Document section
⟨

It was a whirlwind of an Easter break for my wife and me. It started with 4 days in Krakow, Poland, followed by 4 days at home, and then a week in Dubrovnik, Croatia. In fact, thanks to the need for connecting flights on the Krakow visit, by the time I was waiting for my flight to Dubrovnik, it was to be my fifth flight in seven days.
Since we were flying to The Dalmatian Coast, was there someone at Gatwick with a Disney-esque sense of humour who had decided that our flight was departing from Gate 101?
Anyway, it takes a shade over two hours to fly from southern England to Dubrovnik, the airport being situated about 30 minutes drive to the south of the city, and conveniently placed for our next holiday (what, so soon?) to Montenegro in the summer, the border of which is a similar distance to the south.

⟩

Stored items
⟨

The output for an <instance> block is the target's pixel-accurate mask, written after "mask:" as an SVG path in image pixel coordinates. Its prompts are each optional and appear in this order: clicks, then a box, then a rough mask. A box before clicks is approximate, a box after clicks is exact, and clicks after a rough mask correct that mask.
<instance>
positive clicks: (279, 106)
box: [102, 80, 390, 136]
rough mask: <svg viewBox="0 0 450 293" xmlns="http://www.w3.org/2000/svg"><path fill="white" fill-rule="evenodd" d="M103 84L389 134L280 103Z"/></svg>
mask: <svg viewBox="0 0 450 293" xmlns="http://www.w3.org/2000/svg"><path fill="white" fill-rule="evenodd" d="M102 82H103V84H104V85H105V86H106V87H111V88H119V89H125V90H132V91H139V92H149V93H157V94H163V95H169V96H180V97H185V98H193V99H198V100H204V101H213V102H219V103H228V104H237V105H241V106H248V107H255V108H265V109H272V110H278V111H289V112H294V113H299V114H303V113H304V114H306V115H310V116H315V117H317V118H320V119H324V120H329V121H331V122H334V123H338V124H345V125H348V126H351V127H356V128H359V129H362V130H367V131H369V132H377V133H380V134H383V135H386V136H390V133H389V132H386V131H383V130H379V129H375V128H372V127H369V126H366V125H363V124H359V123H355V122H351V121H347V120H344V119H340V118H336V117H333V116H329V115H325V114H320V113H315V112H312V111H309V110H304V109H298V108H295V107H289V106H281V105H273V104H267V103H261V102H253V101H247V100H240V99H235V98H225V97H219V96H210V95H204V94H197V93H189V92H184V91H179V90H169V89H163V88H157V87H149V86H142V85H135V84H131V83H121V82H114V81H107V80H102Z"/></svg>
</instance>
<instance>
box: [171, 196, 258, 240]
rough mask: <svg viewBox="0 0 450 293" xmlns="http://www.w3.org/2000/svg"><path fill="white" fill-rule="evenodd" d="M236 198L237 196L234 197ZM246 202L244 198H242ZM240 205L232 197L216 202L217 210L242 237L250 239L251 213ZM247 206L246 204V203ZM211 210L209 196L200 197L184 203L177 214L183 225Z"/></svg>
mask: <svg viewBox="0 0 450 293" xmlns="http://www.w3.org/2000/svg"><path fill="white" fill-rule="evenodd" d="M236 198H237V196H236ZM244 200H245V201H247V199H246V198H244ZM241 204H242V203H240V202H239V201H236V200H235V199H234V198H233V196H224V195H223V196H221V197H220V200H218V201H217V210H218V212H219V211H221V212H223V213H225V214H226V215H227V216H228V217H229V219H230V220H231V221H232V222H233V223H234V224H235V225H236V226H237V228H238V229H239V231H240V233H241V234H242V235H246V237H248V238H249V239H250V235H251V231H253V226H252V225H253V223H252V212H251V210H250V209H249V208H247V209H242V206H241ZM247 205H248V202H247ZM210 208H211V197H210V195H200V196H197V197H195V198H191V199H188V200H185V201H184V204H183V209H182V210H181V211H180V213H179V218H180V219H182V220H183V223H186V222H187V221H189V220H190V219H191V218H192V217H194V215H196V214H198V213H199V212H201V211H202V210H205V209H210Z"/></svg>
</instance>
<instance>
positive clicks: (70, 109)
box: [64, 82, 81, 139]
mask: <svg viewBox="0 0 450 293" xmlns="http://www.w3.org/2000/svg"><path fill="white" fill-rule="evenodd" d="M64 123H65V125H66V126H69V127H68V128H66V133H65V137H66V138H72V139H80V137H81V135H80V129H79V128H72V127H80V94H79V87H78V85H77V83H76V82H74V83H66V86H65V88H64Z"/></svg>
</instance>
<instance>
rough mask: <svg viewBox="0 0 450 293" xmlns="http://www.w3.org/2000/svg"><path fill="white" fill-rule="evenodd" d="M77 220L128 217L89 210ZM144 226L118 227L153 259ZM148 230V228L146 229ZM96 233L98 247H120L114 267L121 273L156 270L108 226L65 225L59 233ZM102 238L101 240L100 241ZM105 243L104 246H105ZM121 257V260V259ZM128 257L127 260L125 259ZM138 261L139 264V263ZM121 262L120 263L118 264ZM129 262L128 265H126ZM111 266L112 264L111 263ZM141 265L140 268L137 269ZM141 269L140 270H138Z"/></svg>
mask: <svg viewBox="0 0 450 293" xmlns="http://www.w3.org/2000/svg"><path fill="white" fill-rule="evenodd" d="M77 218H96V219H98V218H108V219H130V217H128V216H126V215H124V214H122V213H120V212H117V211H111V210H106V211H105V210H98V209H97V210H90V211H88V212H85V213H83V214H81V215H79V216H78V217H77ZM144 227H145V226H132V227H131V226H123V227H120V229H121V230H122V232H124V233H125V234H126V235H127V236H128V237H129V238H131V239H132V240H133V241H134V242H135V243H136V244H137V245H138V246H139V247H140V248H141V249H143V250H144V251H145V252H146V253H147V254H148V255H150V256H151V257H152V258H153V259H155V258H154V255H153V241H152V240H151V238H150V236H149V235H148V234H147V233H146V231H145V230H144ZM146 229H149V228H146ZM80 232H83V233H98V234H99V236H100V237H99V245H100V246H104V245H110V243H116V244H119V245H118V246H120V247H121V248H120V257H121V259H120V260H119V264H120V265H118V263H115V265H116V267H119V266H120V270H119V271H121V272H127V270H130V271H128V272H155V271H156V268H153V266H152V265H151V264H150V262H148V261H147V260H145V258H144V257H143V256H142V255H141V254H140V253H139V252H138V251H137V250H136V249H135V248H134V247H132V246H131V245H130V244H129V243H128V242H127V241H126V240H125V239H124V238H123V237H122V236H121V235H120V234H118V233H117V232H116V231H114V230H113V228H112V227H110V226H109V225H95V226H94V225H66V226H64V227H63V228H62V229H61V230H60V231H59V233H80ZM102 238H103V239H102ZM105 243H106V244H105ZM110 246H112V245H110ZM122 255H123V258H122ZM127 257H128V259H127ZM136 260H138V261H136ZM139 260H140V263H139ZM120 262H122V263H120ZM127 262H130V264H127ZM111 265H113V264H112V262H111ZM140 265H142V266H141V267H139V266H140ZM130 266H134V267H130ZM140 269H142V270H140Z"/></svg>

⟩

Which places does the Easter travel account name? List each one once.

Krakow, Poland, Dubrovnik, Croatia, The Dalmatian Coast, Gatwick, southern England, Montenegro